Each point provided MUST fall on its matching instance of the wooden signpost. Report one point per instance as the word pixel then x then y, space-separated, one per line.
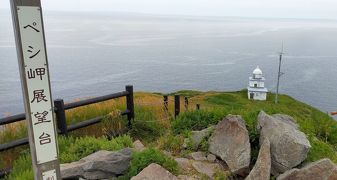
pixel 34 73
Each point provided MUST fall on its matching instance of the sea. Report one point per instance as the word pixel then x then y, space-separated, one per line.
pixel 93 54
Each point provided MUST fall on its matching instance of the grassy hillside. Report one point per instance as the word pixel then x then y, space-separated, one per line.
pixel 160 130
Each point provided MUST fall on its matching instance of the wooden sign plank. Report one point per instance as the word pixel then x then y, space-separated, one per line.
pixel 34 71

> _About this task_: Please reproduce the whole listing exactly; the pictures stay out.

> _Written reply_:
Each point provided MUST fall on its matching instance of the wooden signpost. Report one point per instance as the word pixel then x then y, space-separated, one per line.
pixel 34 73
Each point provided MUST fall on its matching instance of the sea. Report one point per instance as the word pixel then x then y, space-separated, one per line.
pixel 93 54
Each point provided MUST fall on its matching instance of the grassy hillside. Report one point per instance as the word pixel then x then y, space-separated, one per line.
pixel 160 130
Each point provided MUST fall on its matching instance of the wooden sign plank. Report one point per instance as the word pixel then x then y, space-separated, one per line.
pixel 34 71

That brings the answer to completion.